De niña, yo no entendía esas cosas. Sólo sabia que yo no era rubia, ni tampoco sería altísima cuando me hiciera mayor, ni mucho menos sonreía de esa manera. Sabía que probablemente no tendría ese aspecto nunca, pero no importaba demasiado: La figura de la Miss parecía gravitar sobre lo evidente, para convertirse en una especie de representación abstracta no sólo de la mujer sino algo mucho más concreto: como se mide el éxito del país. Eso si lo entendía de niña. Un concepto mucho más simple y más confuso. Pero estaba claro que la “Miss” era una imagen de lo que se aspiraba en la cultura donde había nacido, de la forma como se construían las expectativas de una sociedad que batia palmas por esa belleza adulcorada y un poco vulgar. Porque la Miss Venezuela, era sin duda la instantánea exática de lo deseable, de lo que se añora por no tener, la figura del triunfo en un país discreto en muchos aspectos y temoroso en muchos otros. Un país que conocía la bonanza a medias, a marchas forzadas. Un país estafado, deprimido y la mayoría de las veces al borde del abismo.

.....

● **Instrucciones y requisitos**: En el texto sobre Miss Venezuela, ¿qué cosa más concreta que la mujer representaba la figura de la Miss?

.....

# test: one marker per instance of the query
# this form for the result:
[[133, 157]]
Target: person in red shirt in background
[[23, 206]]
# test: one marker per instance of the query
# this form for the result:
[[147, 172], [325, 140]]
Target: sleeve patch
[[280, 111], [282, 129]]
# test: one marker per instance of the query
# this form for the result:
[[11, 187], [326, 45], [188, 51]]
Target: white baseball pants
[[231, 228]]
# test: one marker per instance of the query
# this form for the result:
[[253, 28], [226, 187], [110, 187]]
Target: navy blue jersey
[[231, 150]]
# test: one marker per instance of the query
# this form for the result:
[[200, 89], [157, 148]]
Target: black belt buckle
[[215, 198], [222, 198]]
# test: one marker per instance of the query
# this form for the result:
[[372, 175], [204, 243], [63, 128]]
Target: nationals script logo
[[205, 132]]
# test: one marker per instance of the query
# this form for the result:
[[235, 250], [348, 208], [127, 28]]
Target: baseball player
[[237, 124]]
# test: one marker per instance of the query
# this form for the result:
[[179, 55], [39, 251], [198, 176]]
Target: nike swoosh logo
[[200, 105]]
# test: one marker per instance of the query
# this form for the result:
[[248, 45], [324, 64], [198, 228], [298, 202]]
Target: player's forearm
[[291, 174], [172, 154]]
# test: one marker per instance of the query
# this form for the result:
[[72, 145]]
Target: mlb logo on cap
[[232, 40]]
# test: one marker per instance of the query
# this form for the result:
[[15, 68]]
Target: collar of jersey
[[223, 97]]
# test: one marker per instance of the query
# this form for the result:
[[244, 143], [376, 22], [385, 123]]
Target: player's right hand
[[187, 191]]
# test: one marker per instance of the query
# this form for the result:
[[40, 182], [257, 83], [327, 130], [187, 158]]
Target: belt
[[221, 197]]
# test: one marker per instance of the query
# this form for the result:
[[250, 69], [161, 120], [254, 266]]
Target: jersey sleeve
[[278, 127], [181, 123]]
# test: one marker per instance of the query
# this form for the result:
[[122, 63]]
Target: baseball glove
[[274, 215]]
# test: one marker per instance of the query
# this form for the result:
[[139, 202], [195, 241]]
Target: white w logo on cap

.....

● **Resultado**: Representaba cómo se mide el éxito del país.